#### [GOAL]
Replace "breeze block" with "cinder block" in the stretch from the start of the records through the line that contains "725), (1260, 724)]]", and leave everything else in those lines unchanged.

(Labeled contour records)

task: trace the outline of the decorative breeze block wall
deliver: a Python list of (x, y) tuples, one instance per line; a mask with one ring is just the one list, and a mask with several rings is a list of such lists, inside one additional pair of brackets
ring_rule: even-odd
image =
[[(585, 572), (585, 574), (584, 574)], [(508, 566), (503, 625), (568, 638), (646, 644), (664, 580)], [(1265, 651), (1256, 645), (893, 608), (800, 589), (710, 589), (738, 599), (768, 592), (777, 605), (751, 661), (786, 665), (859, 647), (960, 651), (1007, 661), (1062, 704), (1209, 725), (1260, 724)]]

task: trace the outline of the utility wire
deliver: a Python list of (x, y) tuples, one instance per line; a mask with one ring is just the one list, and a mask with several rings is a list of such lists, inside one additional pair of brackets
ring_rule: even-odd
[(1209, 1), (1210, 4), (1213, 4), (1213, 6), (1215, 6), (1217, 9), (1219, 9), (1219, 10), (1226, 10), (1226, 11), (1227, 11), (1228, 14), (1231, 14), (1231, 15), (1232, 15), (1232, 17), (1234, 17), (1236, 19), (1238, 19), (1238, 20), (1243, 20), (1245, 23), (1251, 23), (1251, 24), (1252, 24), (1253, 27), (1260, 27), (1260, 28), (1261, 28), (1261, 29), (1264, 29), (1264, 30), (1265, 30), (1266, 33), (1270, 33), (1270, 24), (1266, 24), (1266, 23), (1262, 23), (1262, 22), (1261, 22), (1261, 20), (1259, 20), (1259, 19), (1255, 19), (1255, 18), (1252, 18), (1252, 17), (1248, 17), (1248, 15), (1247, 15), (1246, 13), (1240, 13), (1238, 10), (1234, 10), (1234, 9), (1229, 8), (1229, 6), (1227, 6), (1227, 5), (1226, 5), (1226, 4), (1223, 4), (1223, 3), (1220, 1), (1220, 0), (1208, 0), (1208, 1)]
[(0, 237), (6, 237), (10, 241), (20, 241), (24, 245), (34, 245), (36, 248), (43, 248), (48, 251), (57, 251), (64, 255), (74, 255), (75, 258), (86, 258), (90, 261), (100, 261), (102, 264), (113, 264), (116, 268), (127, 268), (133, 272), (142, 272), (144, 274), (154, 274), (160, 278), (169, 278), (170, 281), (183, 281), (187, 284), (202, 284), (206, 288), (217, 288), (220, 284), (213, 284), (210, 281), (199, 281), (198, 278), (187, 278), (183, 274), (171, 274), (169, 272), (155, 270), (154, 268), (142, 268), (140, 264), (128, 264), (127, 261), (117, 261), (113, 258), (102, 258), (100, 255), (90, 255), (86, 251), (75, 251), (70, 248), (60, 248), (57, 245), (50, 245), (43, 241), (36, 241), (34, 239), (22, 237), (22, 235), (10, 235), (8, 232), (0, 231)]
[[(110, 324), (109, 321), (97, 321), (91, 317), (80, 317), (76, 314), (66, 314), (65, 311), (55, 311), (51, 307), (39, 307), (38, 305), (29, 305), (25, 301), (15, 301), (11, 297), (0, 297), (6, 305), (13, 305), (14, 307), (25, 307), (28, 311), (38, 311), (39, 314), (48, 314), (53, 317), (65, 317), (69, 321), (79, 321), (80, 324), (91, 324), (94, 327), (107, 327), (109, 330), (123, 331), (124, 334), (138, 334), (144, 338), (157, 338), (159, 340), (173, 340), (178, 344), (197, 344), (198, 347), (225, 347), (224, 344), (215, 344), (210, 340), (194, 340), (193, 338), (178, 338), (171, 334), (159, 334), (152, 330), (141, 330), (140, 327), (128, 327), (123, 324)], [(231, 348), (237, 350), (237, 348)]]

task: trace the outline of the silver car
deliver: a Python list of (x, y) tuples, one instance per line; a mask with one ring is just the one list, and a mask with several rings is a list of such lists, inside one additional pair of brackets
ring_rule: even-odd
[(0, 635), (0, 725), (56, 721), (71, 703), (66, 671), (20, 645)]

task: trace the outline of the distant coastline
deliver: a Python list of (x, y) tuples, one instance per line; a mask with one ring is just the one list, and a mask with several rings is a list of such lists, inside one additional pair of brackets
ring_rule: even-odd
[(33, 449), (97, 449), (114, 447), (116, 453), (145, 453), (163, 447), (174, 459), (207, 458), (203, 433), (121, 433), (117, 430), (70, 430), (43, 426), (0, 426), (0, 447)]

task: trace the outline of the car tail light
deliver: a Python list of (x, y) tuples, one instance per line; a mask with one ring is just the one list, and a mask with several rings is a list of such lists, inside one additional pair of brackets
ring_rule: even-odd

#### [RESULT]
task: trace the outline of the decorative cinder block wall
deliver: a Python list of (x, y) tuples, one instance per line; a mask with one ring is just the one list, and a mask with several rings is a list of such lists, inside one additional pair of brackets
ring_rule: even-odd
image =
[[(585, 572), (585, 574), (584, 574)], [(508, 566), (503, 625), (568, 638), (646, 644), (664, 580)], [(1265, 651), (1256, 645), (893, 608), (800, 589), (710, 589), (738, 599), (768, 592), (777, 605), (751, 661), (786, 665), (859, 647), (960, 651), (1007, 661), (1062, 704), (1209, 725), (1260, 724)]]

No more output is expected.